EXTRAIT PRÉSENTÉ:

On notera également qu’alors que les vignes de deuxième catégorie devaient être fixées entre 5 hls/ha et 8 hls/ha dans le précédent arrêté, le maxima de 8 hls/ha a été ramené à 7 hls.

Par ailleurs et pour les vins liquoreux, la catégorie exceptionnelle qui permettait de multiplier par deux les minima et maxima des vignes produisant des crus classés ou « de notoriété reconnue » n’est plus aujourd’hui réservée qu’aux seuls crus classés.

B – La suppression du prix fixé en fonction de la structure parcellaire.

L’ancien arrêté préfectoral prévoyait que le prix du fermage devait être minoré en fonction de la distance des parcelles louées par rapport au centre d’exploitation du fermier.

Ainsi les parcelles situées à plus de 2 kilomètres devaient voir leur fermage minoré de 2 %, de 4 % jusqu’à 8 kilomètres et de 6 % au-delà.

Cette minoration n’a pas été reprise par le nouvel arrêté et les minima et maxima trouveront donc à s’appliquer.

A noter enfin que le prix de conversion de l’hectolitre de vin de l’AOC CANON-FRONSAC, à l’instar de ce qui existait déjà pour les AOC GRAVES et PESSAC-LEOGNAN, ne sera plus fixé sur les cotations moyennes pondérée déterminée par le CIVB mais en appliquant un coefficient correcteur de 1,3 du prix de l’AOC FRONSAC.

C – Les conséquences de la modification des barèmes

Les nouveaux barèmes sont applicables à compter du 1er jour du mois suivant la publication de l’arrêté préfectoral au Recueil des Actes administratifs de la Gironde.

Ainsi tous les baux conclus ou qui se renouvellent à compter de cette date sont soumis à ces nouveaux barèmes. 

Ils ne concernent donc pas les baux de 9 ans en cours pour lesquels il faudra attendre le renouvellement, même si les parties peuvent amiablement anticiper cette date.

Il y a lieu toutefois d’attirer l’attention sur les dispositions prévues par l’article L 411-11 avant dernier alinéa du Code Rural et de la pêche Maritime qui énoncent :

« Ces minima et maxima font l’objet d’un nouvel examen au plus tard tous les six ans. S’ils sont modifiés, le prix des baux en cours ne peut, sous réserve des dispositions figurant au premier alinéa de l’article L 411-13, être révisé que lors du renouvellement ou, s’il s’agit d’un bail à long terme, en début de chaque nouvelle période de neuf ans. A défaut d’accord amiable, le tribunal paritaire des baux ruraux fixe le nouveau prix du bail. »

Cette disposition autorise donc les parties liées par un bail à long terme à demander, si les minima et maxima sont modifiés par l’autorité préfectorale en cours de contrat, la mise en conformité du prix du loyer pour chaque période de 9 ans du contrat en application des nouveaux barèmes.

DÉFIS:
[A] Pouvez-vous transcrire fidèlement l'extrait consacré au fermage, en commençant par « C – Les conséquences » et en allant jusqu'à « de la Gironde. » ?
[B] D'après l'extrait consacré au fermage :
(i) À combien d'hectolitres par hectare le maximum des vignes de deuxième catégorie a-t-il été ramené ?
(ii) Quel coefficient correcteur s'applique au prix de l'AOC FRONSAC pour fixer le prix de conversion de l'AOC CANON-FRONSAC ?
(iii) Selon l'article cité du Code Rural et de la pêche Maritime, au plus tard tous les combien d'années les minima et maxima sont-ils réexaminés ?
Fondez-vous uniquement sur l'extrait consacré au fermage.

Éléments d'identification de lieux:
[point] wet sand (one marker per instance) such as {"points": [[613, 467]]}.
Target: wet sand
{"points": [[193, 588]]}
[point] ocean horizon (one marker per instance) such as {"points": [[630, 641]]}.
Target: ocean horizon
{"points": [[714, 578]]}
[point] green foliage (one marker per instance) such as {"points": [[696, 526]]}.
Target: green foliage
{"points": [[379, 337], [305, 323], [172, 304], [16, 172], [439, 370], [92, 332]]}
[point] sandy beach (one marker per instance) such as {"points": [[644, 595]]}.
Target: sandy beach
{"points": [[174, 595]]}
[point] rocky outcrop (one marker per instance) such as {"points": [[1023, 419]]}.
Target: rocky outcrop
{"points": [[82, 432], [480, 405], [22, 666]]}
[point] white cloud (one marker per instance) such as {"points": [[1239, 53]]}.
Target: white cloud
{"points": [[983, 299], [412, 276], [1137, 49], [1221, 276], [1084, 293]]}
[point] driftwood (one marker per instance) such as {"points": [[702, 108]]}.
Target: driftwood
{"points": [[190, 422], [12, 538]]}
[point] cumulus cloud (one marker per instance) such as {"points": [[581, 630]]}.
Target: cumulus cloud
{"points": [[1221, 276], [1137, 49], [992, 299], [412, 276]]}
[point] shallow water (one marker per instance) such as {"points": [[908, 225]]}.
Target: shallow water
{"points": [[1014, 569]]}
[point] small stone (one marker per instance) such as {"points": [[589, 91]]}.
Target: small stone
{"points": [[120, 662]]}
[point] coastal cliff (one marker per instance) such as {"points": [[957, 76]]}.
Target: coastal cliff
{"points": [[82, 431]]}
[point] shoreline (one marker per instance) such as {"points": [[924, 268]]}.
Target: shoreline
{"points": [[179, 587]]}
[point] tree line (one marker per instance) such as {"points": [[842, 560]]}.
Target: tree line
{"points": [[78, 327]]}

RÉPONSES PAR TÂCHE:
[A]
C – Les conséquences de la modification des barèmes

Les nouveaux barèmes sont applicables à compter du 1er jour du mois suivant la publication de l’arrêté préfectoral au Recueil des Actes administratifs de la Gironde.

[B]
(i) 7 hls/ha.
(ii) 1,3.
(iii) Tous les six ans.